Passage to read START

So then...

About Me

Welcome to my blog. My pen name is Eva James. I'm an aspiring writer paying the bills working as a legal secretary. Relentlessly bullied by my former boss, I looked for another job but the recession hit. Feeling trapped, I recorded everything in this blog, which serves as a revealing insight into workplace bullying. WEEK 1 starts the story and, as the weeks progress, you'll note what starts as banter soon spirals out of control. Sadly, it's all true. Whilst along the way I've found alternative employment, my passion for blogging about workplace bullying remains. Trevor Griffiths, legendary theatre, TV and film writer said at the outset, "I like the writing a lot: smart, cool, placed. If you were prepared/able to take your prick of a boss on, you'd marmelise him."

Saturday, 26 January 2013

WEEK 261 Dr Google

A big thanks to @UNISONNews for sending me this link to a TED talk by Clive Boddy about Bullying and Corporate Psycopaths. His statistics are interesting, but there is an inherent danger in identifying corporate psychopaths at work. And it might not be what you expect.

Labelling your bully can be rewarding, but only up to a point. Attributing the psychopath label can be a bit academic. If you’re being tormented at work for 8 hours a day, whether you're working with a psychopath, sociopath or someone who sits somewhere on an autistic spectrum is pretty irrelevant. At first, having read a number of on-line articles, I believed my bully to be a sociopath. Later, I wondered whether he might be on the Asperger's spectrum. Later, I realised the arrogance of this. I diagnosed someone I hardly knew, with a complete lack of medical or psychological training.

Labelling people is easy to do, but much less easy to prove. Clive Boddy points out in the TED talk, “Psychopaths have absolutely no conscience”. But how on earth do we know for sure that someone has absolutely no conscience? We often don’t see these people outside the work environment, let alone have a glimpse into their psyche.

We’re often encouraged to diagnose our bullying colleagues, but as I point out in, Bullied by the Boss (Amazon, 2012):

“Stereotyping and labelling bullies is dangerous because it reinforces the very egocentric bias that allows bullying to happen in the first place. We tell ourselves they are inherently bad people and we are inherently good. Isn’t that the very thinking that [my bully] adopted? He believed he was an all-round better, more worthwhile and valuable person than I was. 

“We can’t dehumanise people who dehumanise people and expect a positive result. I can’t help being reminded that, whilst these experts’ Orwellian ‘All animals are equal, but some animals are more equal than others’ philosophy is understandable, it puts us at risk of adopting the same behaviour we claim to abhor”.

Perhaps it's human nature to search for labels in an attempt to undertstand a predicament which is patently unfair and makes no sense. But it's always going to be more helpful to look at what we can do to get out of a situation, rather than put our faith in any diagnosis from Dr Google.

Passage to read END
Dataset START

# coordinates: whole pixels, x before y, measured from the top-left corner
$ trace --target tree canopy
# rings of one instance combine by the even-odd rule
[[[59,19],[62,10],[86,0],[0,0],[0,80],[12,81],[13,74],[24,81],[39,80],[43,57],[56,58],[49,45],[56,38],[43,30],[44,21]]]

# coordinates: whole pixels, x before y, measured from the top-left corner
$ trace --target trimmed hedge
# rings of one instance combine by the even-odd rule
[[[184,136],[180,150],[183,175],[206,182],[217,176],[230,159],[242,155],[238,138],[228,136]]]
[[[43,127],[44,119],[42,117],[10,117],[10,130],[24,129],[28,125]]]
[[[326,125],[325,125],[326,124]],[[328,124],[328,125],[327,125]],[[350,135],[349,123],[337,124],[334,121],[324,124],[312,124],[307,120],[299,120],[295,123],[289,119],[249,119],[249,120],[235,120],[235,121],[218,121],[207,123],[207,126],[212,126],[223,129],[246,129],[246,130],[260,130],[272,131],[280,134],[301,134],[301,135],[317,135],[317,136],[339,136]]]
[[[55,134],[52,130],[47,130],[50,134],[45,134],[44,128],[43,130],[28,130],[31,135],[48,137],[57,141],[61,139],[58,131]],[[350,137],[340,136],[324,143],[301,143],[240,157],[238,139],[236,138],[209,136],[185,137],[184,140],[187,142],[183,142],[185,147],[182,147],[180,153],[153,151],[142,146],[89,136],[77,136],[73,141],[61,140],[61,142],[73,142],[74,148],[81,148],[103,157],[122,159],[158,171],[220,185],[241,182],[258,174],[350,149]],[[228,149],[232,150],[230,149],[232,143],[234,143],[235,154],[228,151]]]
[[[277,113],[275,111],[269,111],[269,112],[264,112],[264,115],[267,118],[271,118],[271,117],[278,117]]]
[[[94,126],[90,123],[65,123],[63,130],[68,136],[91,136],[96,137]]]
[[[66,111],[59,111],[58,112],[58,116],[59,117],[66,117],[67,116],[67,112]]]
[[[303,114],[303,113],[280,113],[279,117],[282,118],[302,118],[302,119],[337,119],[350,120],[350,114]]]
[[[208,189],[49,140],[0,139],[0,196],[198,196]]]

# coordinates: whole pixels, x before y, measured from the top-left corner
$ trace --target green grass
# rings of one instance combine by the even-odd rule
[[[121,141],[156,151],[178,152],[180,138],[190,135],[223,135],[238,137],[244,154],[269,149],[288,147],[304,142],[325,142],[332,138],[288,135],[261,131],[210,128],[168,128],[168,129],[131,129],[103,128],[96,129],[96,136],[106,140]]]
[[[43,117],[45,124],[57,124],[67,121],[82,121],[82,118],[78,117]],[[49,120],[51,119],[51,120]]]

Dataset END

(Instructions)
(A) Answer these questions using the blog post on workplace bullying:
(i) What job does the writer do to pay the bills?
(ii) Who gave the TED talk mentioned in the post?
(iii) What is the title of the writer's book?
(B) According to the blog post on workplace bullying, what kinds of writing is Trevor Griffiths known for? List them all.
(C) Retype the blog post on workplace bullying from "Perhaps it's human" to "from Dr Google.".

(Answers to each task)
(A)
(i) Legal secretary.
(ii) Clive Boddy.
(iii) Bullied by the Boss.

(B) Theatre, TV, film

(C)
Perhaps it's human nature to search for labels in an attempt to undertstand a predicament which is patently unfair and makes no sense. But it's always going to be more helpful to look at what we can do to get out of a situation, rather than put our faith in any diagnosis from Dr Google.